====== Material provided

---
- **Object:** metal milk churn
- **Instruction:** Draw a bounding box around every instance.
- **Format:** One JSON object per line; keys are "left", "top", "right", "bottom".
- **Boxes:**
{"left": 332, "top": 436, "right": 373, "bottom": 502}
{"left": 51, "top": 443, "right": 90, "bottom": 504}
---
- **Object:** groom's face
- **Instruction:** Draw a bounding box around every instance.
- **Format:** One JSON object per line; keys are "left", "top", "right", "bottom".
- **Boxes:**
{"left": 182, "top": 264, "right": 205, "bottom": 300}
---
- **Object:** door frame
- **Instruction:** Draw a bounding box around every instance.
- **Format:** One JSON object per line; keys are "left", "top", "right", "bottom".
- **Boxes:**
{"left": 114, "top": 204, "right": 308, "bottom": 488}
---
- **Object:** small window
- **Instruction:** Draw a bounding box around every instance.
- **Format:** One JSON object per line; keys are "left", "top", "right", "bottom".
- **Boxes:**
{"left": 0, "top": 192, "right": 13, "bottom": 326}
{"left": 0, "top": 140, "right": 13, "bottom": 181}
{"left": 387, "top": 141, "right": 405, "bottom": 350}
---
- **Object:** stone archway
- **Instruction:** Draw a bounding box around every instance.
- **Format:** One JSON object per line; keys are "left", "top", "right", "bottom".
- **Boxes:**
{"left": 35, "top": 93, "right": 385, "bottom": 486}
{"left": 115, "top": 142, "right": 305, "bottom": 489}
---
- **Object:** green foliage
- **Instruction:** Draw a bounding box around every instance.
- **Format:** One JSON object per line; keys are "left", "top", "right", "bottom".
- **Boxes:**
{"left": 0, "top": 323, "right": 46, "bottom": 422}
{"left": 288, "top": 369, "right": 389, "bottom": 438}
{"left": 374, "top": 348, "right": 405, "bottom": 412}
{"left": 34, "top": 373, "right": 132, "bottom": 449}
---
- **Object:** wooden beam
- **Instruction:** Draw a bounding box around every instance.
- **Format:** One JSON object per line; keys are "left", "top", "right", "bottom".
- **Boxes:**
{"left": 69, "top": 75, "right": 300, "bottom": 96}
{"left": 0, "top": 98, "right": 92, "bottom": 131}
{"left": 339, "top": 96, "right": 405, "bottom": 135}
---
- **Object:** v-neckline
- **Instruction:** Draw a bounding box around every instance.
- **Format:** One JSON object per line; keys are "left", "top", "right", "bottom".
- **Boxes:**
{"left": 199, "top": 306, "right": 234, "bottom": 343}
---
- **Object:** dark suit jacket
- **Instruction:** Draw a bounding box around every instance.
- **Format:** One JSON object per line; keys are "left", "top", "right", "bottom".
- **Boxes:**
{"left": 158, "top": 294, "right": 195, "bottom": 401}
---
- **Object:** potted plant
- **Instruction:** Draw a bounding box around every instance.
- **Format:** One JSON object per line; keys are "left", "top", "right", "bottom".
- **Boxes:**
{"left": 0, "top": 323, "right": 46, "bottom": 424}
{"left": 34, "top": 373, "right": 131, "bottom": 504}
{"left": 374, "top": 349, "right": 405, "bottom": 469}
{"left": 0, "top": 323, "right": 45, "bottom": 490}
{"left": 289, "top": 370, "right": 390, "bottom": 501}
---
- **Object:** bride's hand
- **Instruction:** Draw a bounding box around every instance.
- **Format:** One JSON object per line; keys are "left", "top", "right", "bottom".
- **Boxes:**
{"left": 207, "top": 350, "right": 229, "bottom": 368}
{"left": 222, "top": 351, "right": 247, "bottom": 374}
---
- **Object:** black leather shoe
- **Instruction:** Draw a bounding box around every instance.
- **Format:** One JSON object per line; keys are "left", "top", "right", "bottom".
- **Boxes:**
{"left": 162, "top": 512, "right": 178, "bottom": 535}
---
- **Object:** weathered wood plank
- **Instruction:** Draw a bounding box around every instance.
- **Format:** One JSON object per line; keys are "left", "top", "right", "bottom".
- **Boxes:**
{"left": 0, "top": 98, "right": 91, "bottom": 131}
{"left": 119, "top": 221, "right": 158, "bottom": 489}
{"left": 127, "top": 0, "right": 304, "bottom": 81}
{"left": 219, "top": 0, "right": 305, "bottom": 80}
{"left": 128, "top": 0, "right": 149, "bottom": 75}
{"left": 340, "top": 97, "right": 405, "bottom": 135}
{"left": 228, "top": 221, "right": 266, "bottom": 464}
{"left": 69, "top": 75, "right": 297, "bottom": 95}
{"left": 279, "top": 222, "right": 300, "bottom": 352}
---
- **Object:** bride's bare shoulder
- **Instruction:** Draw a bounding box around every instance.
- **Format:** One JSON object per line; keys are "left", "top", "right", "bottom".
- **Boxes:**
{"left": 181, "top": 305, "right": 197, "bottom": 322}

============

What the task asks
The records must each be output verbatim, with nothing left out.

Exercise output
---
- **Object:** metal milk churn
- **Instruction:** Draw a bounding box around every instance.
- **Format:** One JSON object per line; keys are "left", "top", "right", "bottom".
- **Boxes:**
{"left": 332, "top": 436, "right": 373, "bottom": 502}
{"left": 51, "top": 443, "right": 90, "bottom": 504}
---
- **Object:** groom's face
- **Instruction:** Draw a bounding box around every instance.
- **Format:** One JSON object per line; keys are "left", "top", "right", "bottom".
- **Boxes:**
{"left": 182, "top": 264, "right": 205, "bottom": 300}
---
- **Object:** door frame
- **Instruction:** Draw a bounding box around every instance.
- **Format:** One JSON object per line; keys are "left", "top", "right", "bottom".
- **Boxes:**
{"left": 114, "top": 204, "right": 308, "bottom": 488}
---
- **Object:** small window
- **Instruction:** Draw a bounding box around every instance.
- **Format:** One JSON object per line; keys are "left", "top", "right", "bottom".
- **Boxes:**
{"left": 0, "top": 192, "right": 13, "bottom": 326}
{"left": 0, "top": 140, "right": 13, "bottom": 181}
{"left": 387, "top": 141, "right": 405, "bottom": 350}
---
- **Object:** stone archway
- **Instruction:** Draw a bounding box around every instance.
- **Format:** One JSON object per line; keys are "left", "top", "right", "bottom".
- **Boxes:**
{"left": 35, "top": 93, "right": 385, "bottom": 486}
{"left": 115, "top": 142, "right": 305, "bottom": 489}
---
- **Object:** green foliage
- **Instruction:** Draw a bounding box around every instance.
- **Format:** One JSON object per line; keys are "left", "top", "right", "bottom".
- **Boxes:**
{"left": 0, "top": 323, "right": 46, "bottom": 422}
{"left": 288, "top": 369, "right": 389, "bottom": 438}
{"left": 374, "top": 348, "right": 405, "bottom": 412}
{"left": 34, "top": 373, "right": 132, "bottom": 449}
---
- **Object:** wooden beam
- **Instruction:** Draw a bounding box around every instance.
- **Format:** One JSON object per line; keys are "left", "top", "right", "bottom".
- **Boxes:**
{"left": 69, "top": 75, "right": 300, "bottom": 96}
{"left": 0, "top": 98, "right": 92, "bottom": 131}
{"left": 339, "top": 96, "right": 405, "bottom": 135}
---
- **Object:** v-neckline
- **Instruction:** Draw a bounding box around every instance.
- **Format:** One JSON object per line; keys are "left", "top", "right", "bottom".
- **Boxes:**
{"left": 199, "top": 306, "right": 234, "bottom": 343}
---
- **Object:** dark suit jacket
- **Instruction:** Draw a bounding box around every instance.
- **Format:** One JSON object per line; keys are "left", "top", "right", "bottom".
- **Boxes:**
{"left": 158, "top": 294, "right": 195, "bottom": 401}
---
- **Object:** potted plant
- **Instruction:** Draw a bounding box around every instance.
- **Format:** One JSON object per line; keys are "left", "top", "right", "bottom".
- **Boxes:**
{"left": 0, "top": 323, "right": 46, "bottom": 424}
{"left": 34, "top": 373, "right": 131, "bottom": 504}
{"left": 374, "top": 349, "right": 405, "bottom": 469}
{"left": 0, "top": 323, "right": 45, "bottom": 490}
{"left": 289, "top": 370, "right": 390, "bottom": 501}
---
- **Object:** bride's hand
- **Instruction:** Draw a bounding box around every instance.
- **Format:** One JSON object per line; keys are "left", "top", "right", "bottom".
- **Boxes:**
{"left": 207, "top": 350, "right": 229, "bottom": 368}
{"left": 222, "top": 351, "right": 247, "bottom": 374}
---
- **Object:** black leather shoe
- **Instruction:** Draw a bounding box around every instance.
- **Format:** One JSON object per line; keys are "left", "top", "right", "bottom".
- **Boxes:**
{"left": 162, "top": 512, "right": 178, "bottom": 535}
---
- **Object:** weathered wood plank
- **Instruction:** Draw a bounding box around every instance.
- **Format:** One JSON object per line; keys are "left", "top", "right", "bottom".
- **Boxes:**
{"left": 0, "top": 98, "right": 91, "bottom": 131}
{"left": 119, "top": 221, "right": 158, "bottom": 489}
{"left": 127, "top": 0, "right": 304, "bottom": 81}
{"left": 219, "top": 0, "right": 305, "bottom": 80}
{"left": 128, "top": 0, "right": 149, "bottom": 75}
{"left": 340, "top": 97, "right": 405, "bottom": 135}
{"left": 228, "top": 221, "right": 266, "bottom": 464}
{"left": 69, "top": 75, "right": 297, "bottom": 95}
{"left": 279, "top": 222, "right": 300, "bottom": 352}
---
- **Object:** bride's bare shoulder
- **Instruction:** Draw a bounding box around every instance.
- **Format:** One JSON object per line; keys are "left", "top", "right", "bottom".
- **Boxes:**
{"left": 181, "top": 305, "right": 197, "bottom": 322}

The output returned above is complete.